* [EXCERPTED DATA]

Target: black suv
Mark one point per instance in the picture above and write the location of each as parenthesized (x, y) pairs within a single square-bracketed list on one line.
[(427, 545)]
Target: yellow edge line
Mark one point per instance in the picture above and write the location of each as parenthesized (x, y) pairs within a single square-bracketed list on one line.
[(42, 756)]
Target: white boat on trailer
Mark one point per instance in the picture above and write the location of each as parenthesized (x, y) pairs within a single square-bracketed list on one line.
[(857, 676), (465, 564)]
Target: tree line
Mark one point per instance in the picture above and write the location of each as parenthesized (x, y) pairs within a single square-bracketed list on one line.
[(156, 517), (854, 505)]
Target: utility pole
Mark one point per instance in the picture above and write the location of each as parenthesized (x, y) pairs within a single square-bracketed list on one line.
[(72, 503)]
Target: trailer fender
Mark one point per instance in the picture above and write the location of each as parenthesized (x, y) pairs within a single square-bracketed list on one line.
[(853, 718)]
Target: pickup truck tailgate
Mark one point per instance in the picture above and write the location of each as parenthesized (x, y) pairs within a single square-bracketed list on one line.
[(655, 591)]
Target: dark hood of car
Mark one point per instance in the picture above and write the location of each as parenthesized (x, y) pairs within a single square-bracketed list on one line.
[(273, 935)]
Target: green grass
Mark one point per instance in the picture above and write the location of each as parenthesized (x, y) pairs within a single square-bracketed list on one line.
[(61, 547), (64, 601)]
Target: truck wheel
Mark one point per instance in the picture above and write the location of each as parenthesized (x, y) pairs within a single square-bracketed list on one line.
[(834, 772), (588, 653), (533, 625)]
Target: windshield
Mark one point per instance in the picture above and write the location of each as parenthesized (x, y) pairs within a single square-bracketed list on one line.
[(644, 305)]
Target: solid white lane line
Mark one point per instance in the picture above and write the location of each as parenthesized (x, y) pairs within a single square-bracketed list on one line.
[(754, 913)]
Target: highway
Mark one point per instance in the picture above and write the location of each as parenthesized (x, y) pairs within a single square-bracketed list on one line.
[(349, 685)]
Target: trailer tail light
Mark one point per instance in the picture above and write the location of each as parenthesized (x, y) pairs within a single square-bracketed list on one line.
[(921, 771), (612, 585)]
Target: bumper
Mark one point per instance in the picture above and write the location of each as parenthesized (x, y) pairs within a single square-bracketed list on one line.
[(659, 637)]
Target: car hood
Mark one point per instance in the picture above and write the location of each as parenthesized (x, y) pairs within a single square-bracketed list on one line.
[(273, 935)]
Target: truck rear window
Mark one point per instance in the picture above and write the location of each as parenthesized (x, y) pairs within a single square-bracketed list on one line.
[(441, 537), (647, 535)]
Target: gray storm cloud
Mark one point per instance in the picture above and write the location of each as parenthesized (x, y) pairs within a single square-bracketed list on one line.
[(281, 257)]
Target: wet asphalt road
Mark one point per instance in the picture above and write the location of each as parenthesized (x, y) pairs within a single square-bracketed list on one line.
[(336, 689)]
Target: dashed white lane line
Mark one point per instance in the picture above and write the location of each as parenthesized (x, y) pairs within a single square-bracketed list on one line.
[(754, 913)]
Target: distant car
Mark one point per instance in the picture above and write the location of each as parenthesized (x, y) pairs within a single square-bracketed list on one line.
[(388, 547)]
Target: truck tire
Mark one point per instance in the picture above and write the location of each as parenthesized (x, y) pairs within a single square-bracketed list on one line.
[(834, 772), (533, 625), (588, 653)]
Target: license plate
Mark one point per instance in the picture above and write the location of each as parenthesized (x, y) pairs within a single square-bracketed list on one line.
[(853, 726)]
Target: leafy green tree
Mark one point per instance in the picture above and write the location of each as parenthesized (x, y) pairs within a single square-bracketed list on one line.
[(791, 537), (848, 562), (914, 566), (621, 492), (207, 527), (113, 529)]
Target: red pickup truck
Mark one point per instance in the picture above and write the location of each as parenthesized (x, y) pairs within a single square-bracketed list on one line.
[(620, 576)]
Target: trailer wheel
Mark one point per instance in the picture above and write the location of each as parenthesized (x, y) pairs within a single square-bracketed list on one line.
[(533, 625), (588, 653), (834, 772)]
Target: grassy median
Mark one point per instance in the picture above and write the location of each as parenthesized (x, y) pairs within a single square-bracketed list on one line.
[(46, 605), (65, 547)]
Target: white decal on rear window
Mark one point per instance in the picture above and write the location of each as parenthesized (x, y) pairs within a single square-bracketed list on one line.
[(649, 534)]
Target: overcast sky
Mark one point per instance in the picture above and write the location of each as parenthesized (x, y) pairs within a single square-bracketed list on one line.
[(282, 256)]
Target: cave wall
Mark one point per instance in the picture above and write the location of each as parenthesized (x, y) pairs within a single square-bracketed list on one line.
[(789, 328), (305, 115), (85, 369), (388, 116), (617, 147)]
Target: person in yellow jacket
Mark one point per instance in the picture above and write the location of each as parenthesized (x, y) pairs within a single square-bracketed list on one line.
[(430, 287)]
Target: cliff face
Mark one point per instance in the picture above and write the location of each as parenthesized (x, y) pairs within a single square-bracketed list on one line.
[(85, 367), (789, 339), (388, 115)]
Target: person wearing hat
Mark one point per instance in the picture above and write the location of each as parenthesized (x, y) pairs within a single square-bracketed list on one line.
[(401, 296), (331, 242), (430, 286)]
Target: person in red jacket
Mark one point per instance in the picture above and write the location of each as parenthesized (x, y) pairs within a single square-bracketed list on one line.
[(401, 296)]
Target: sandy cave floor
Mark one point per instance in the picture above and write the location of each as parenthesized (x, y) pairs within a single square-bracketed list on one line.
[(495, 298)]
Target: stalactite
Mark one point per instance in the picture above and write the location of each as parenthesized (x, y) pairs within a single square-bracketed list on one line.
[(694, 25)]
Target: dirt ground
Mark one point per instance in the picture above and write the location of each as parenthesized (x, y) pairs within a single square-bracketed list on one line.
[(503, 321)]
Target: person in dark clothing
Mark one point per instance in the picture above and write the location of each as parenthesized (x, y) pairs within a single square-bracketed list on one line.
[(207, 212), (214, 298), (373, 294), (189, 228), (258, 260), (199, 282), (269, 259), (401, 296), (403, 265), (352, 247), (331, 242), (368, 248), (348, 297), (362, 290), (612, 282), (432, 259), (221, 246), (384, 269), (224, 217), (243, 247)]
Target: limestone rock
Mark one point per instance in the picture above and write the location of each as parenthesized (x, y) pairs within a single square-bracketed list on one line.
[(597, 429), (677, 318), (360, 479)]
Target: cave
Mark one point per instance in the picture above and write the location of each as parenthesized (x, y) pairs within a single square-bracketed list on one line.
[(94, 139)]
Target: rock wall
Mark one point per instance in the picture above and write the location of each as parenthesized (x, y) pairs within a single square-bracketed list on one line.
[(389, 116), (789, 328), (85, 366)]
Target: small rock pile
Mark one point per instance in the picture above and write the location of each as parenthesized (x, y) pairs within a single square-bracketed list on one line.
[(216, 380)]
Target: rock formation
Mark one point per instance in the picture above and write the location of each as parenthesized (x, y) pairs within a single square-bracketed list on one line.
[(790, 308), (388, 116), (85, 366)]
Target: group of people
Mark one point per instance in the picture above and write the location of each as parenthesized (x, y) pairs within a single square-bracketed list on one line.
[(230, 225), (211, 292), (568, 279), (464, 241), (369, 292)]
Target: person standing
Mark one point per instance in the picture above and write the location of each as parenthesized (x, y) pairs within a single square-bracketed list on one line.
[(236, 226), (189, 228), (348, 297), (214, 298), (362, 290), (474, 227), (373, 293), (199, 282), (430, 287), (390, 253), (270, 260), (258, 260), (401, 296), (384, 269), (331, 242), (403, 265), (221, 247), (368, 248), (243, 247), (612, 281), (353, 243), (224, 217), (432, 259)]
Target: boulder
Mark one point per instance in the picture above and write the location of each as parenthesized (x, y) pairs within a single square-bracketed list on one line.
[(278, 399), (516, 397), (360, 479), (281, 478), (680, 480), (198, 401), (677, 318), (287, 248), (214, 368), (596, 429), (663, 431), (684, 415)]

* [EXERCISE DIRECTIONS] Arrange the lines of the entries above as a numbered list, starting with the line containing "Target: highway" and ending with the line containing "[(921, 771), (612, 585)]", both included. Leave out any blank lines.

* [CORRECT ANSWER]
1. Target: highway
2. Mark one point per instance in the picture above and write the location of each as parenthesized (x, y) pairs within a single square-bracketed list on one line.
3. [(349, 685)]
4. Target: trailer tail light
5. Mark one point per instance in the picture above and write the location of each as parenthesized (x, y) pairs within a single square-bracketed list on one line.
6. [(921, 771), (612, 585)]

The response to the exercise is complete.